Records for the task ->

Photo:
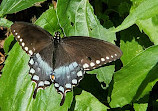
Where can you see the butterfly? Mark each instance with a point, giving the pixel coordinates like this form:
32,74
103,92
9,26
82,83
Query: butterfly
62,61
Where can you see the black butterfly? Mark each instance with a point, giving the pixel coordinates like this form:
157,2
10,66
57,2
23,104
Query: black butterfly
61,61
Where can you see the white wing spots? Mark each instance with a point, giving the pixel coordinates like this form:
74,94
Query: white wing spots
92,64
30,52
20,40
35,77
26,48
56,85
79,73
107,57
23,44
31,61
32,71
85,65
61,89
18,36
102,59
68,86
74,81
41,83
46,82
97,61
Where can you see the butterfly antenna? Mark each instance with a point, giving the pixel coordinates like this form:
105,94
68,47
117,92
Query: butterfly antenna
34,93
63,99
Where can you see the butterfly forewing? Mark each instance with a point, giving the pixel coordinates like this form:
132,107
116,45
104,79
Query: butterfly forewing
61,61
90,52
32,38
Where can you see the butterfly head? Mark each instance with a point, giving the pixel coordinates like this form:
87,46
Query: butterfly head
57,36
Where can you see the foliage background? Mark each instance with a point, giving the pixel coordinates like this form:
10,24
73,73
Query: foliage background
129,84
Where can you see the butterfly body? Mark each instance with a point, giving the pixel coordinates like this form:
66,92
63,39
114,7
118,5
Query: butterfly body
62,61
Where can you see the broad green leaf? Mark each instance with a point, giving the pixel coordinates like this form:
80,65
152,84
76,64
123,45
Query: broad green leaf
48,21
13,6
7,44
5,23
79,19
90,103
140,107
136,79
104,74
150,27
146,9
132,43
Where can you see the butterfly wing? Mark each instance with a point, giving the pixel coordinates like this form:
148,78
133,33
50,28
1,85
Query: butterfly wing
67,71
38,44
90,52
41,67
31,37
76,54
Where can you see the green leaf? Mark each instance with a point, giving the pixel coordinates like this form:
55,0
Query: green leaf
79,19
7,44
140,107
150,27
104,74
5,23
13,6
136,79
48,21
90,103
146,9
132,43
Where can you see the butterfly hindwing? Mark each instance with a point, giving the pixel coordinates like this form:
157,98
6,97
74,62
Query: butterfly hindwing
67,71
41,67
61,61
90,52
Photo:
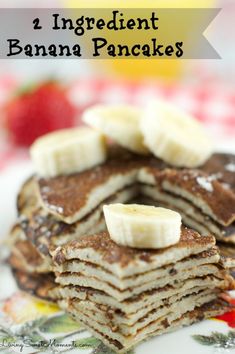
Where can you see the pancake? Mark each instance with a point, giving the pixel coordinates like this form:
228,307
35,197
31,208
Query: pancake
124,295
126,261
207,310
207,193
191,215
72,197
45,232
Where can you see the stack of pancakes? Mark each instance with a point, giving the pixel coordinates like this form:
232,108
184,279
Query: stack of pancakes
124,295
53,211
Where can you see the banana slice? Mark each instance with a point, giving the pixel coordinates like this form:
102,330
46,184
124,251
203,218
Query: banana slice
174,136
118,122
142,226
67,151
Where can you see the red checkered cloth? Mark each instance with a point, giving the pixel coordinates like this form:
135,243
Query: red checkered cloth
213,106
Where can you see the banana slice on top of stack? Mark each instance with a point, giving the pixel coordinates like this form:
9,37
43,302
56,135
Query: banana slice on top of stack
142,226
169,133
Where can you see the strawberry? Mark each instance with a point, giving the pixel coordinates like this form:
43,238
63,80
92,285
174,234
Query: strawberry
38,111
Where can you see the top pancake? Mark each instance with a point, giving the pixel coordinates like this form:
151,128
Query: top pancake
72,197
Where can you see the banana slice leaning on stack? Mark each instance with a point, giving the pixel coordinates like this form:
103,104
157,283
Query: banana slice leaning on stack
142,226
67,151
120,123
175,136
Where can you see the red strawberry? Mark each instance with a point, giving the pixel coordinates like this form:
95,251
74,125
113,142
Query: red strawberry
37,112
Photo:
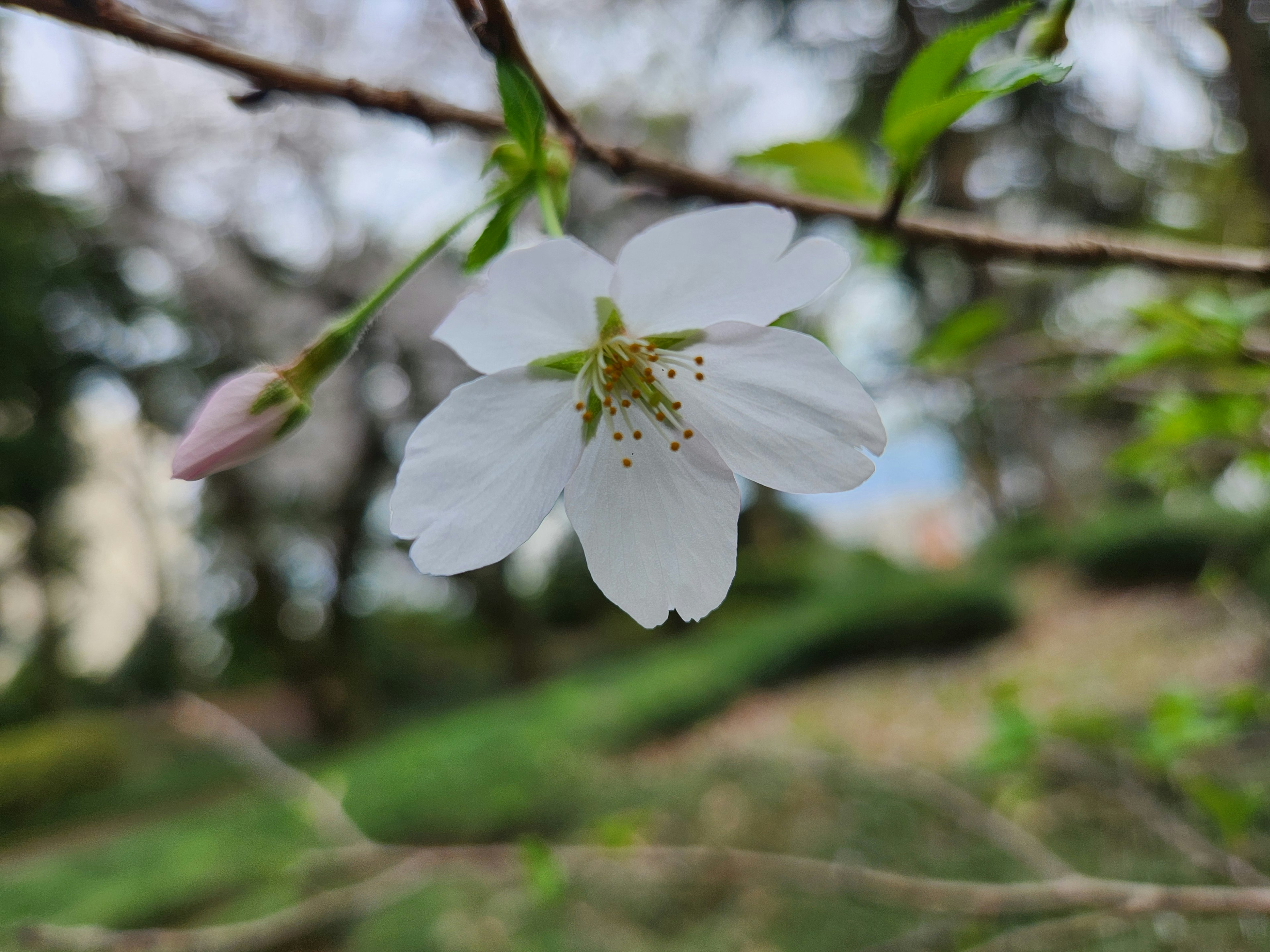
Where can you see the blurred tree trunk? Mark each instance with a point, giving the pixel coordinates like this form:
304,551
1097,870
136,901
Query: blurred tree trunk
48,677
502,615
303,664
1249,48
345,652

Exercise brief ->
Without the pictures, restate all the entries above exactly.

Reply to the task ->
Photo:
Where can you see the butterfly? Mark each instance with a point, giving the pixel coordinates like this form:
32,74
103,92
9,26
82,83
Query: butterfly
62,61
Where can you see the black butterfly? Mark each instance with a point, giving the pixel coordinates like this form:
157,2
10,66
57,2
23,104
Query: black butterfly
61,61
Where can you see the white wing spots? Mark each instance with a point, giving the pixel coordinates like this form:
74,94
Query: white wing spots
92,64
30,52
20,40
35,77
26,48
56,85
79,73
107,57
23,44
31,61
32,71
85,65
61,89
18,36
102,59
68,86
74,81
41,83
46,82
97,61
Where can you see the butterfly antenna? Mark each instance with a point, giving the pixel coordinates like this form:
105,94
68,47
117,92
Query: butterfly antenna
34,93
63,99
Where can you see the butterfly forewing? Mark each instance with a point, giving the pixel coordinates like this form:
132,107
116,45
104,79
Query: butterfly forewing
61,61
90,52
32,38
Where can you see the butterfly head? Mark each instance with a point, giving the pixel coordinates like this form:
87,46
Query: butterfly head
57,36
Where can you see the foliage background? Mark each instance with a point, giving the pixel coordinates like this form:
10,24
73,73
Query: foliage background
129,84
Where can you see the butterfly body? Mark each instance with a point, giving the pixel coordinates like this form:
66,92
63,39
114,7
118,5
Query: butterfly body
62,61
Where can you see the broad green leaf? Mark each instance with a point, giving the pixel coordinates like this form:
80,65
152,84
76,64
123,45
Query: broad green leaf
48,21
13,6
7,44
5,23
79,19
90,103
140,107
136,79
104,74
150,27
146,9
132,43
Where can you see the butterfly wing? Mark each instance with a point, giving the pixel coordinates like this form:
148,78
133,33
50,28
1,85
Query: butterfly wing
67,71
38,44
90,52
41,67
31,37
76,54
Where can you see the green leaf? Mark each instance with a point, giving the pixel coordinates like this form:
55,0
Query: green leaf
79,19
7,44
140,107
150,27
104,74
5,23
13,6
136,79
48,21
90,103
146,9
132,43
Where can you see the butterfly hindwing? Mark each instance with a point, giving the pixel coordinates like this form:
157,98
6,97
74,62
Query: butterfly hindwing
67,71
41,67
61,61
90,52
Photo:
Where can you see the pancake? Mark each instance with a point, giving the pixel coordinates like this form:
228,307
35,197
31,208
Query: pancake
124,295
126,261
207,310
207,193
191,215
72,197
45,232
Where can you see the stack of pancakes? Mark each instance with a point, giving the pixel coordinates like this form:
232,108
184,279
Query: stack of pancakes
124,295
53,211
Where can you see the banana slice? Mark each instance with a point, giving the pixel coordinates like this form:
102,330
46,184
124,251
203,218
Query: banana slice
174,136
118,122
142,226
67,151
Where can you see the red checkered cloth? Mark each instance with a point, giving the pixel coordinates like this form:
135,243
Query: red checkered cloth
213,106
Where can you see the banana slice on top of stack? Mark each instance with a point, giving the pixel coordinates like this form:
9,37
43,302
56,135
Query: banana slice on top of stack
142,226
169,133
Where can you see the strawberry? Mark each instance with a point, giving the pixel coordinates like this form:
43,238
63,80
92,285
174,234
Query: strawberry
38,111
Where can you see the top pancake? Mark each instance with a point, giving the pixel coordinates like this form:
151,128
Query: top pancake
72,197
Where can you see the banana slice leaning on stack? Mark each instance with a point, giving the pixel coordinates like this form:
103,104
157,283
Query: banana slice leaning on stack
142,226
67,151
120,123
175,136
Where can you see the red strawberry? Mark each instance with a point, giving the pixel coordinates like this form:
95,251
74,125
113,142
Query: red strawberry
37,112
Photo:
Where can you see the blurred tree trunk? Mark each instance with a point, giving the pixel coordinates like this form:
304,551
1097,870
136,901
Query: blurred tree trunk
48,677
502,615
303,664
1249,48
345,652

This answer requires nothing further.